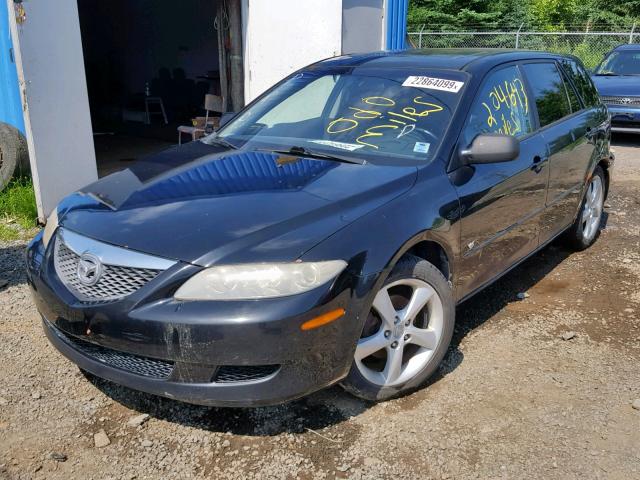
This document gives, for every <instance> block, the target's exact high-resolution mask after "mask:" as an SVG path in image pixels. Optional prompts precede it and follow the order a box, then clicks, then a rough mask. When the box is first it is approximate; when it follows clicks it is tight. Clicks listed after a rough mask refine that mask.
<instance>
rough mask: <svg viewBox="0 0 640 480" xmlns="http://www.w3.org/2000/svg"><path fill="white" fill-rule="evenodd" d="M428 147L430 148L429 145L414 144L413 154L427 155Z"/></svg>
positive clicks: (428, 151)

---

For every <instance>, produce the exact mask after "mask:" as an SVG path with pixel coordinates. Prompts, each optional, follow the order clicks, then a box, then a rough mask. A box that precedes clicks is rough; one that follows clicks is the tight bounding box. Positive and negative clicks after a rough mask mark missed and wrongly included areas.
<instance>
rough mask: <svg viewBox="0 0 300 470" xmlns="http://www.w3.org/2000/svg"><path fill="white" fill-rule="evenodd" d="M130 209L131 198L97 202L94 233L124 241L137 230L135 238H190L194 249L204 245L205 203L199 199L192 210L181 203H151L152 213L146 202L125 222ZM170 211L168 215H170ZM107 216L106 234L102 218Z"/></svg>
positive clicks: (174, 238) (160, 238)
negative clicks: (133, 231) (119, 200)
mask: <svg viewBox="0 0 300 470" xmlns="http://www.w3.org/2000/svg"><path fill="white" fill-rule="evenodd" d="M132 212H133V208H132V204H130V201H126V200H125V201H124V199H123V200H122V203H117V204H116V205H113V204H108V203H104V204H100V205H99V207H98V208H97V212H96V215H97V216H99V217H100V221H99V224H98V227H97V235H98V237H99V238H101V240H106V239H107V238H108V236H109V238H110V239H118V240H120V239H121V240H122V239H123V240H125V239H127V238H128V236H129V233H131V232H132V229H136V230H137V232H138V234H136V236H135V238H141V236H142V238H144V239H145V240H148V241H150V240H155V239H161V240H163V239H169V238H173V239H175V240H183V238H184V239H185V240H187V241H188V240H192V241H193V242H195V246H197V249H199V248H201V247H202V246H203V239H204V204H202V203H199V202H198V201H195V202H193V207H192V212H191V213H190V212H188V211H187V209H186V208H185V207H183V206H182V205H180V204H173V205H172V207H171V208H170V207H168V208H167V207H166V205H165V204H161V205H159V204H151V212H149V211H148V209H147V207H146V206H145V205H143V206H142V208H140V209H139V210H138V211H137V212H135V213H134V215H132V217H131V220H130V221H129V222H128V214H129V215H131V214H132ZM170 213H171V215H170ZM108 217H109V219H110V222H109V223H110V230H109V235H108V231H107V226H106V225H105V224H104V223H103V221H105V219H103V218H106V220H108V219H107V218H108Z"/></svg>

- TASK OBJECTIVE: The output should be exactly the lines above from the line containing "This document gives, for" to the line containing "positive clicks: (428, 151)", inclusive, with no other lines.

- EXERCISE ANSWER:
This document gives, for every <instance> block, the target's exact high-resolution mask after "mask:" as an SVG path in image pixels. Optional prompts precede it and follow the order a box, then clicks, then a rough mask. When the box is first it is approximate; when it follows clicks it is tight. Clicks listed after a rough mask refine that mask.
<instance>
rough mask: <svg viewBox="0 0 640 480" xmlns="http://www.w3.org/2000/svg"><path fill="white" fill-rule="evenodd" d="M428 147L430 148L429 145L414 144L413 154L427 155Z"/></svg>
positive clicks: (428, 151)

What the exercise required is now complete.